To do - Print the entries below in their entirety, exactly as they are written.

Records to use -
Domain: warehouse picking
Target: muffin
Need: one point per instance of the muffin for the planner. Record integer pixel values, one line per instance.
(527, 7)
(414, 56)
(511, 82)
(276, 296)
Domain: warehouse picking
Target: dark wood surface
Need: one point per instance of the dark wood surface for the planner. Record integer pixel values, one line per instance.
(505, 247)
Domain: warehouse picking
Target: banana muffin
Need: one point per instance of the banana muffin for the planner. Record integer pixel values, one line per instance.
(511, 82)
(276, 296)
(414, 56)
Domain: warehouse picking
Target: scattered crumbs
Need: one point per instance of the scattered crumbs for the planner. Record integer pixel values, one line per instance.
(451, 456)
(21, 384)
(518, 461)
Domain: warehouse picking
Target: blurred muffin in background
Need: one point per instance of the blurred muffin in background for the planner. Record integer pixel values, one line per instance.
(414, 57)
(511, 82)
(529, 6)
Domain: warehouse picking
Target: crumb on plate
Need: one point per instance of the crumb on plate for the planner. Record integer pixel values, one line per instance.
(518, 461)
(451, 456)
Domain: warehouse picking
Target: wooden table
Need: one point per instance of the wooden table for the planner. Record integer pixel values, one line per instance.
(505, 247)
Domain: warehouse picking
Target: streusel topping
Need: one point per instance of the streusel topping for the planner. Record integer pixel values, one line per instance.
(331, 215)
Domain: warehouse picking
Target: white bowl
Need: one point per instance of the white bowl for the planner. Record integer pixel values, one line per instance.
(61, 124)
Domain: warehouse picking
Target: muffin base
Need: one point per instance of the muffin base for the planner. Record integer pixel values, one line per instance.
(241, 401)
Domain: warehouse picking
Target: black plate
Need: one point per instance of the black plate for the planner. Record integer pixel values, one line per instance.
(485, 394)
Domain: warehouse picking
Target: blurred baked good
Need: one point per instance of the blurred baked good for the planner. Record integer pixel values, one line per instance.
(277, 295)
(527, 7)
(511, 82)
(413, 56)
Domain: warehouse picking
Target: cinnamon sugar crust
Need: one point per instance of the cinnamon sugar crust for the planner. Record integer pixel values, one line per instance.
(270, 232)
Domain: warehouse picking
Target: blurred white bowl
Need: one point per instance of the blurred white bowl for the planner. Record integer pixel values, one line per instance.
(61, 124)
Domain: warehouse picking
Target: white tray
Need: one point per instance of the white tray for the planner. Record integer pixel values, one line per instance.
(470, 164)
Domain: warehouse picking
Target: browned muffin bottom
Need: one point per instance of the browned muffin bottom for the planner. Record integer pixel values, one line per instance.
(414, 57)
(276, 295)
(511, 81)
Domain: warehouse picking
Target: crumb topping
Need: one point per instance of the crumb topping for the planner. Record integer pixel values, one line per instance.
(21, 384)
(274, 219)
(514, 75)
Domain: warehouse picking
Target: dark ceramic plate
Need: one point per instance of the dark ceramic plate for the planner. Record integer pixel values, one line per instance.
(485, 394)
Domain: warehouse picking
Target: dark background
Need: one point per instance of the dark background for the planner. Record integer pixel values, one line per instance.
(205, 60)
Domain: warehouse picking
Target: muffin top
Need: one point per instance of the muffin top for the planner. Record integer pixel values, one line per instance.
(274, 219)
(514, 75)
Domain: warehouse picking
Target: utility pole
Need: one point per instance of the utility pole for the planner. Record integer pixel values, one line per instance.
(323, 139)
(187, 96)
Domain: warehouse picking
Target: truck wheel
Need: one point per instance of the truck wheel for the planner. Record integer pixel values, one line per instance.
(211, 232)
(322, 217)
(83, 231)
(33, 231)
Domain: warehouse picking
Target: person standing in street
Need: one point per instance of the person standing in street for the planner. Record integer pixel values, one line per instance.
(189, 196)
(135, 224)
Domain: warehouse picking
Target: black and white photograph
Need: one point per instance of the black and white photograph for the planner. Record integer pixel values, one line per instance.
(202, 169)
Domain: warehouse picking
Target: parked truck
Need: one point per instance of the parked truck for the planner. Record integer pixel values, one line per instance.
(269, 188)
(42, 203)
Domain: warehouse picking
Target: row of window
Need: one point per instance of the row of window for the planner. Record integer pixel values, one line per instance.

Exercise solution -
Domain: warehouse picking
Target: muffin
Need: one point per instance of the muffin for the planner. Record integer pixel values, one line per instance.
(527, 7)
(414, 56)
(511, 82)
(276, 296)
Domain: warehouse picking
Target: dark wood surface
Need: one point per instance of the dark wood surface for the planner. Record integer pixel values, one line per instance.
(505, 247)
Domain: warehouse picking
Target: banana muffin
Need: one point per instance of the banana muffin for the planner. Record integer pixel values, one line per instance.
(511, 82)
(276, 296)
(414, 56)
Domain: warehouse picking
Target: scattered crumbs
Need: one point per instance of the scattered crumbs for the planner. Record integer pixel values, one line per instance.
(451, 456)
(21, 384)
(518, 461)
Domain: warehouse picking
Target: blurred muffin in background
Need: one point per instance of the blurred muffin in background for the planner. Record integer pixel values, one line per instance.
(414, 57)
(511, 82)
(529, 6)
Domain: warehouse picking
Target: crumb on plate
Need: one point per instance of the crumb on plate for the planner. Record integer pixel values, one line per instance.
(518, 461)
(451, 456)
Domain: warehouse picking
Target: wooden table
Need: one point per instance of the wooden table for the planner. Record integer pixel values, one line per instance.
(505, 247)
Domain: warehouse picking
Target: streusel topping
Need: one point per instance of the streusel topping for the planner. Record integer pixel values, one line per instance.
(331, 215)
Domain: warehouse picking
Target: white bowl
Need: one point per instance of the white bowl for the planner. Record integer pixel values, one line per instance.
(61, 124)
Domain: warehouse picking
Target: muffin base
Need: one point per instance of the muffin base for the planner. Record integer pixel values, one line per instance.
(241, 401)
Domain: warehouse picking
Target: black plate
Need: one point per instance of the black plate for the planner. Record integer pixel values, one line per instance.
(485, 394)
Domain: warehouse picking
Target: blurred baked good
Need: one point per instance of the blurred baked good for the planner. Record integer pixel values, one line per instance.
(277, 295)
(527, 7)
(511, 82)
(413, 56)
Domain: warehouse picking
Target: cinnamon sugar crust
Need: one point per instance of the cinnamon sugar crust for the planner. Record integer pixel values, one line per instance.
(270, 232)
Domain: warehouse picking
Target: blurred white bowl
Need: one point per instance of the blurred white bowl for the planner. Record integer pixel values, one line per instance.
(61, 124)
Domain: warehouse picking
Target: white tray
Need: one point per instance of the white tray for the planner. Record integer pixel values, one line per instance.
(470, 164)
Domain: warehouse picking
Target: browned muffin bottom
Need: one point per instance of the browned muffin bottom for the planner. Record integer pixel values, one line per instance.
(414, 57)
(276, 295)
(511, 81)
Domain: warehouse picking
Target: crumb topping
Need: one point per instance of the crumb topping for the planner. Record integer pixel values, one line per instance.
(21, 384)
(274, 219)
(514, 75)
Domain: warehouse picking
Target: dark ceramic plate
Need: one point per instance of the dark ceramic plate for the planner. Record integer pixel values, one line per instance.
(485, 394)
Domain: warehouse picking
Target: dark background
Need: one point per instance of the dark background for the planner. Record integer pixel values, one line per instance.
(205, 60)
Domain: warehouse picking
Target: muffin top
Need: one point per instance of the muffin top for the planner. Record integer pixel values, one line per instance.
(274, 219)
(514, 75)
Domain: warehouse picking
Target: utility pole
Need: one point per instance of the utility pole for the planner. Record integer pixel values, one line per instance.
(323, 139)
(187, 96)
Domain: warehouse picking
Target: truck wheel
Need: one point per instance of the truck wheel for the planner. Record integer pixel values, one line per instance.
(211, 232)
(322, 217)
(83, 231)
(33, 231)
Domain: warehouse picking
Target: person standing in street
Need: one point per instance of the person standing in street for the planner. Record integer pixel values, one line per instance.
(189, 196)
(135, 224)
Domain: warehouse picking
Target: black and white photograph
Need: one point per instance of the black and white photograph for the planner. Record integer pixel values, one line per instance.
(202, 169)
Domain: warehouse picking
Target: parked truck
Need: one point per instance of the parked truck for the planner. Record integer pixel values, one line per instance.
(269, 188)
(42, 203)
Domain: warehouse picking
Target: row of window
Need: one point per instance of the row of window for the planner. Record integer pixel values, one line per instance.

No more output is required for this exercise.